▸ **WHAT YOU SHOULD DO**:
Count how many lines of the rows below contain the string "bridge", matching case exactly, and reply with the number alone.

Coordinate annotation entries:
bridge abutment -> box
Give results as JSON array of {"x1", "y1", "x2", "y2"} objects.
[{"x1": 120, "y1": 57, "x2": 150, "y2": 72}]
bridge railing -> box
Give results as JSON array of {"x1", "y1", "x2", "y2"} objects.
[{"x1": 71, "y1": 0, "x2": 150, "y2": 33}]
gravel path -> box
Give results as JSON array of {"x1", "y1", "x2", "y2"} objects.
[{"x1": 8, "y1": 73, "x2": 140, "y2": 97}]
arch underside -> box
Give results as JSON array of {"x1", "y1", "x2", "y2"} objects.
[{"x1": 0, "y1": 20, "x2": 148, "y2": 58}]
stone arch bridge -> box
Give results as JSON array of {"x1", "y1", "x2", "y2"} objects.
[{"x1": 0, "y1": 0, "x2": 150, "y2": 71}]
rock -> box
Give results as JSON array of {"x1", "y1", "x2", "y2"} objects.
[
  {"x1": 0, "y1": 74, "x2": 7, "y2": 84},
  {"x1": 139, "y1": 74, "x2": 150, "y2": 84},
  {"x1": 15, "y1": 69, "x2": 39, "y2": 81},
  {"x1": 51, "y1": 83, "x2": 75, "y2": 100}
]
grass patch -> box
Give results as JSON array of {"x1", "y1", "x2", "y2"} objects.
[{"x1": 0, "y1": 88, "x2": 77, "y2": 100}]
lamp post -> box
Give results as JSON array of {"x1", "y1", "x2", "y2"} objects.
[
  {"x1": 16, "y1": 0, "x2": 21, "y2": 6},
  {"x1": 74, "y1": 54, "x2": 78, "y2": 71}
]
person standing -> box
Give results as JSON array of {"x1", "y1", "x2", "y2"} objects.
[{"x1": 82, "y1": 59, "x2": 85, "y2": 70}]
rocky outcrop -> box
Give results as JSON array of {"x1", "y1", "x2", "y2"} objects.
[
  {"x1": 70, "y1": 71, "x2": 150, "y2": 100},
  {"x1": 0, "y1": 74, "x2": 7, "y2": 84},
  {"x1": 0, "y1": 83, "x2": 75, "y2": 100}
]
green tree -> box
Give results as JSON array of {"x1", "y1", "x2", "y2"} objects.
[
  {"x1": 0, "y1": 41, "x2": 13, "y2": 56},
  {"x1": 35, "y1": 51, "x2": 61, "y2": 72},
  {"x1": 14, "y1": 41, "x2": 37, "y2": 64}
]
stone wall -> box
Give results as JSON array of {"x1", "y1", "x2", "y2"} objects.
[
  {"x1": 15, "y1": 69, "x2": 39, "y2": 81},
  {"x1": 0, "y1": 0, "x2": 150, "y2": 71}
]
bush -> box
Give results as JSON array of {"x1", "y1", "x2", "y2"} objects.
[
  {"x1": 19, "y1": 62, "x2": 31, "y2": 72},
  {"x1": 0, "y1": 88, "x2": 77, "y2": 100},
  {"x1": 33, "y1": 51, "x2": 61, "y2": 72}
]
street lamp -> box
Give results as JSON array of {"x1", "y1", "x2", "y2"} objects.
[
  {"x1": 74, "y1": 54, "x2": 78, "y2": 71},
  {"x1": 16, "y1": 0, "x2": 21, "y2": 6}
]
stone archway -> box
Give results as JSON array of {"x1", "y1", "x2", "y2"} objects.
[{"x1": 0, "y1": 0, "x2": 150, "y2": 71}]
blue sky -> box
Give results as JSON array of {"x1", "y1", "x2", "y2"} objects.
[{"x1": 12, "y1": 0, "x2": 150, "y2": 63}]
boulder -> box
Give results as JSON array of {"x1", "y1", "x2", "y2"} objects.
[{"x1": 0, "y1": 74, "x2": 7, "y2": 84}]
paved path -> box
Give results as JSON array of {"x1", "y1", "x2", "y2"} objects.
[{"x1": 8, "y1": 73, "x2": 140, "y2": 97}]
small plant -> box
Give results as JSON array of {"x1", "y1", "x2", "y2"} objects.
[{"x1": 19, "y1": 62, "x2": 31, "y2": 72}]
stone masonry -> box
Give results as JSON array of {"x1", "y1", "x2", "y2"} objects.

▸ **ANSWER IN FULL**:
3